:: Exercise inputs ::
--- START ---
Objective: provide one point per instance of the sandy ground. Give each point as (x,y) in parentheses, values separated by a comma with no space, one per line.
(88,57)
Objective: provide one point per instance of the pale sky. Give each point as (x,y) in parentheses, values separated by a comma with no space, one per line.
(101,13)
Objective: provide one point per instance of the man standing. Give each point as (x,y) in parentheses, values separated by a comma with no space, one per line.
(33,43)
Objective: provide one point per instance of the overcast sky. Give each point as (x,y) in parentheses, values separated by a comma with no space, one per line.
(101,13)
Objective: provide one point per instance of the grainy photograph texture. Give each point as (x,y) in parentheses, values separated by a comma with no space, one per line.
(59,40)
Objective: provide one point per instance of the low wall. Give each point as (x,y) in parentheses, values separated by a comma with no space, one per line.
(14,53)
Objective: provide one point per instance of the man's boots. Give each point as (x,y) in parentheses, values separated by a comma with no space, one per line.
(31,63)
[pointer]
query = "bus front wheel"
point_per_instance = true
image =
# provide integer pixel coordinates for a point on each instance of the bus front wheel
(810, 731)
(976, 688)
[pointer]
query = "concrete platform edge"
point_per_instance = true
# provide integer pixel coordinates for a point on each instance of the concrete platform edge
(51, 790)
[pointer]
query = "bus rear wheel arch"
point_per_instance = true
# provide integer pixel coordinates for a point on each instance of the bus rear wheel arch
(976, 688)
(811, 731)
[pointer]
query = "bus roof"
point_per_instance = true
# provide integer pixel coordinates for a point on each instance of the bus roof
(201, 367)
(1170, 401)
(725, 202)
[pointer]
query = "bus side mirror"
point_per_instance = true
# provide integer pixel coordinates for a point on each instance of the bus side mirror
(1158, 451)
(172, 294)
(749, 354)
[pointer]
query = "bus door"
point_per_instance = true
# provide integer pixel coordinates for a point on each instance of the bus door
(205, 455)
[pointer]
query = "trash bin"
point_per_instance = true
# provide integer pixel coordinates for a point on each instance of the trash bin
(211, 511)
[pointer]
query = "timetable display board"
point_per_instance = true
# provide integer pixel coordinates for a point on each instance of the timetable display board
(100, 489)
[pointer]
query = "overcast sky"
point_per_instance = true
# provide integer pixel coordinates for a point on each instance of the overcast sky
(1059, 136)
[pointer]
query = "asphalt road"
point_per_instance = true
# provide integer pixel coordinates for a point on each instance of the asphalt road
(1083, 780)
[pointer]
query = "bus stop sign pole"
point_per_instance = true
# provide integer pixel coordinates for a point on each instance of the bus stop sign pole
--- END ---
:: What you need to do ::
Copy the records above exactly.

:: Problem solution ::
Objective: provide one point per instance of the sandy ground. Give each point as (x,y) in parentheses, values separated by a comma with no space, one per line.
(88,57)
Objective: provide one point per instance of the pale sky. Give each point as (x,y) in parentheses, values separated by a comma with no space, one per line.
(101,13)
Objective: provide one point per instance of the man standing. Give each point as (x,y) in parentheses, values separated by a comma with no space, one per line.
(33,43)
Objective: provide one point per instance of the overcast sky. Give each point as (x,y) in parentheses, values separated by a comma with no space, one per line.
(101,13)
Objective: provide one point per instance of the grainy photograph texture. Give each point as (x,y) in parentheses, values separated by a comma with no space, one per line.
(59,40)
Objective: provide one point per instance of the low wall. Give each point as (x,y) in parentheses, values separated by a comma with no space, one per line.
(14,53)
Objective: provide one point per instance of the man's boots. Give each point as (x,y) in parentheses, values separated by a comma with no space, one per line.
(31,63)
[pointer]
query = "bus front wheel"
point_per_instance = true
image =
# provide integer pixel coordinates for a point on each instance of the bus front wheel
(810, 731)
(976, 688)
[pointer]
query = "concrete platform edge"
point_per_instance = true
# provide integer pixel coordinates for a point on each instance of the concrete platform edge
(51, 790)
[pointer]
query = "bus rear wheel arch"
point_per_instance = true
# provide integer pixel coordinates for a point on each instance of the bus rear wheel arch
(976, 688)
(811, 731)
[pointer]
query = "bus roof"
point_per_instance = true
# provide integer pixel coordinates for a point on each instance of the bus roof
(201, 367)
(1170, 401)
(725, 202)
[pointer]
query = "bus side mirror"
point_per_instance = true
# provide integer pixel coordinates for a point on each instance of the bus side mirror
(1158, 451)
(172, 294)
(749, 354)
[pointer]
query = "bus door"
point_per_instance = true
# provide integer pixel coordinates for a point on each instance of the bus door
(205, 455)
[pointer]
query = "trash bin"
point_per_instance = true
# provide integer pixel coordinates for a point on each instance of the trash bin
(211, 511)
[pointer]
query = "timetable display board"
point_per_instance = true
# provide integer pixel coordinates for a point on each instance of the timetable display board
(100, 489)
[pointer]
query = "overcast sky"
point_per_instance = true
# provide integer pixel coordinates for a point on each instance of the overcast sky
(1059, 136)
[pointer]
query = "asphalt road"
point_per_instance = true
# provide integer pixel coordinates for a point on each instance of the asphalt road
(1083, 780)
[pointer]
query = "bus stop sign pole"
point_per_instance = true
# provide integer pixel coordinates for a point on each instance of the bus stop sign pole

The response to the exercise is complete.